Instructions to follow ▸ Pull out each line of the data below that contains the word "dining".

Material for this task ▸

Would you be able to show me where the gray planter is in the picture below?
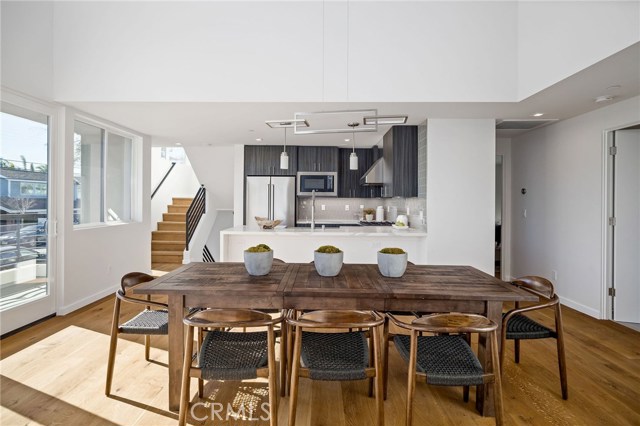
[378,252,407,278]
[313,251,344,277]
[244,250,273,275]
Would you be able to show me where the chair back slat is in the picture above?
[120,272,155,294]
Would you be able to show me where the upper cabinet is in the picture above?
[338,148,381,198]
[382,126,418,197]
[298,146,338,172]
[244,145,298,176]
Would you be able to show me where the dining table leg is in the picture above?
[168,294,185,411]
[476,301,502,417]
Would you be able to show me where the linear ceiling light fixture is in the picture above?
[265,120,309,170]
[265,119,309,129]
[347,121,360,170]
[363,115,407,125]
[293,109,378,135]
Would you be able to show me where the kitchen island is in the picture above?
[220,226,427,265]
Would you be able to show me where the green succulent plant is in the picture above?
[247,244,271,253]
[316,246,342,253]
[380,247,405,254]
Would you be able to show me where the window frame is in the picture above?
[71,114,144,230]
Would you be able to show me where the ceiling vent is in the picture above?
[496,118,558,130]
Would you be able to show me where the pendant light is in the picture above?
[347,122,360,170]
[280,127,289,169]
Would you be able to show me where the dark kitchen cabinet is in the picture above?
[382,126,418,197]
[298,146,338,172]
[244,145,298,176]
[338,148,381,198]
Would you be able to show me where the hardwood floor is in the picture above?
[0,298,640,426]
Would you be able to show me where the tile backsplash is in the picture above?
[297,197,427,228]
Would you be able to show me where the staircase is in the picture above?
[151,197,193,270]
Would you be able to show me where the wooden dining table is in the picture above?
[134,262,538,416]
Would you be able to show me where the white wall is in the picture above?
[185,145,234,209]
[150,147,200,230]
[427,119,496,275]
[517,1,640,99]
[53,1,517,102]
[512,97,640,318]
[57,108,151,315]
[496,138,513,281]
[0,1,54,100]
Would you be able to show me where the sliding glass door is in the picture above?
[0,96,55,335]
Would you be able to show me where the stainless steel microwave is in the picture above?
[297,172,338,197]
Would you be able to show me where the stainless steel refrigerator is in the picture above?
[245,176,296,229]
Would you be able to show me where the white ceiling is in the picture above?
[67,43,640,147]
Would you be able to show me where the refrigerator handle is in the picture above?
[269,183,276,220]
[267,183,271,220]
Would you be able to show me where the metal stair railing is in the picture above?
[185,185,207,250]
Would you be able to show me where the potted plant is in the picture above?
[313,246,343,277]
[244,244,273,275]
[364,208,376,222]
[378,247,407,278]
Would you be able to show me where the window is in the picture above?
[73,120,141,225]
[20,182,47,197]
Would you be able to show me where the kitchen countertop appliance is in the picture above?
[245,176,296,229]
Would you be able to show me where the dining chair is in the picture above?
[287,310,384,426]
[105,272,169,395]
[500,276,569,399]
[387,313,503,426]
[178,309,283,426]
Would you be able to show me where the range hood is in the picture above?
[360,157,384,186]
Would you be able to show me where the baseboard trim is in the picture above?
[559,296,604,319]
[57,285,120,315]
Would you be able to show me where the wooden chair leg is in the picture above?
[369,329,377,398]
[286,324,295,394]
[280,323,288,396]
[196,327,204,398]
[500,323,507,373]
[144,334,151,361]
[382,316,389,401]
[104,298,120,396]
[490,331,504,426]
[371,327,384,426]
[289,327,302,426]
[178,327,193,426]
[267,325,278,426]
[556,304,569,399]
[406,330,418,426]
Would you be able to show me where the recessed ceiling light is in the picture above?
[364,115,407,125]
[594,95,615,103]
[265,119,309,128]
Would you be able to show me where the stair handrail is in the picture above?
[185,185,207,250]
[151,161,176,200]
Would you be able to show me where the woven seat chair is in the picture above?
[287,310,384,426]
[178,309,283,426]
[387,313,503,426]
[500,276,569,399]
[105,272,169,395]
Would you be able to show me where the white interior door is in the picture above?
[613,129,640,323]
[0,93,56,335]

The reply ▸
Would you be able to show me where the dining table leg is in the picture above?
Would you be able to show me where the wooden dining table is in the picture above?
Would you be able to show me where the dining chair is in the picture above?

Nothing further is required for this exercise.